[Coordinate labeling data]
════════════════════

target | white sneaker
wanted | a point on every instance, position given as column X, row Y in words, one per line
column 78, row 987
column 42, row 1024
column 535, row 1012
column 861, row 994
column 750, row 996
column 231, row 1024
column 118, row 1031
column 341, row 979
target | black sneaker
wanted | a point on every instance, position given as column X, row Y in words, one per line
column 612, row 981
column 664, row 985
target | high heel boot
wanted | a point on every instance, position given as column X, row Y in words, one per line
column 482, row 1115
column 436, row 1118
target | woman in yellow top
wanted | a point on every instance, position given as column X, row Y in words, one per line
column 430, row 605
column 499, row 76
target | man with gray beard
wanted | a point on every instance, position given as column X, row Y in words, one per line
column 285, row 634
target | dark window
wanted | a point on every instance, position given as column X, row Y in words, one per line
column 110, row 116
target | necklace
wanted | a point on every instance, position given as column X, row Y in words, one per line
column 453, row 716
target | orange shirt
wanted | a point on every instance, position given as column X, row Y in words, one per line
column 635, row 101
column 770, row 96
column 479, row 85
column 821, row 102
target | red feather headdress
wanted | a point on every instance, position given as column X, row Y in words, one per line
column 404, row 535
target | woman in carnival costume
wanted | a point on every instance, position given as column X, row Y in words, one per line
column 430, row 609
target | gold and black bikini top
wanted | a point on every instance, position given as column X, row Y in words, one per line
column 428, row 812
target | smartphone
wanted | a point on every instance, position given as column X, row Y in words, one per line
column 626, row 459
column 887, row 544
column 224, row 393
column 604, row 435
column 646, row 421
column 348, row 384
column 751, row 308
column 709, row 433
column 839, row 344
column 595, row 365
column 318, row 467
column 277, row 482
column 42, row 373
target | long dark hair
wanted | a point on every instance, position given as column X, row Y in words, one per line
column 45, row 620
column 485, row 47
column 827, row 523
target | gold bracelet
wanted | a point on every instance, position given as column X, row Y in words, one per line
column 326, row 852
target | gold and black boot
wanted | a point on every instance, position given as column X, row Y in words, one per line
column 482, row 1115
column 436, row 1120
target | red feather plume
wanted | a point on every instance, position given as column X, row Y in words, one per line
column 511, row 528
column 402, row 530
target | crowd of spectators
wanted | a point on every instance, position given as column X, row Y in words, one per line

════════════════════

**Do this**
Copy all of the rows above without altering a single character.

**Solution for this problem**
target | white sneaker
wanted | a point on every instance, position given as column X, row Y in words, one per line
column 78, row 987
column 42, row 1024
column 535, row 1012
column 861, row 994
column 750, row 996
column 231, row 1024
column 118, row 1031
column 341, row 979
target | black sneaker
wanted | a point on every instance, position given as column X, row Y in words, one per line
column 612, row 981
column 664, row 985
target | high heel boot
wanted | a point on every instance, position given as column X, row Y in words, one per line
column 482, row 1115
column 436, row 1118
target | woman in yellow top
wanted | a point on every instance, position given as column X, row Y in words, one per line
column 430, row 605
column 499, row 76
target | man with gray beard
wanted | a point on every instance, position given as column X, row Y in words, one per line
column 285, row 634
target | dark window
wanted | a point on every instance, position given as column X, row Y in words, one per line
column 110, row 116
target | necklace
wanted | a point on every instance, position given as column X, row Y in words, one per line
column 453, row 716
target | orange shirt
wanted | a point on every instance, position given as column X, row Y in words, one per line
column 635, row 101
column 770, row 96
column 479, row 85
column 821, row 102
target | red feather headdress
wanted | a point on every instance, position given as column X, row Y in words, one per line
column 404, row 535
target | woman in carnival costume
wanted | a point on every instance, position given as column X, row Y in words, one per line
column 430, row 609
target | gold and black bikini top
wanted | a point on every instance, position given as column X, row Y in words, one per line
column 428, row 812
target | smartphone
wanted | a point on every instance, position given as column X, row Y in words, one per line
column 626, row 459
column 887, row 544
column 224, row 393
column 604, row 435
column 646, row 421
column 348, row 384
column 751, row 308
column 709, row 433
column 839, row 344
column 595, row 365
column 318, row 467
column 277, row 482
column 42, row 373
target | long dark hair
wanted | a point on every instance, position given as column X, row Y in words, one per line
column 45, row 620
column 485, row 47
column 827, row 523
target | gold bracelet
wanted | a point on every instance, position given as column X, row Y in words, one per line
column 326, row 852
target | gold and black boot
wanted | a point on every instance, position given as column X, row Y in words, one per line
column 482, row 1115
column 436, row 1120
target | red feather plume
wanted | a point on every instance, position given as column X, row Y in words, one per line
column 511, row 528
column 402, row 530
target | crowd of spectators
wanted | a point on every instance, position given as column X, row Y in words, one per line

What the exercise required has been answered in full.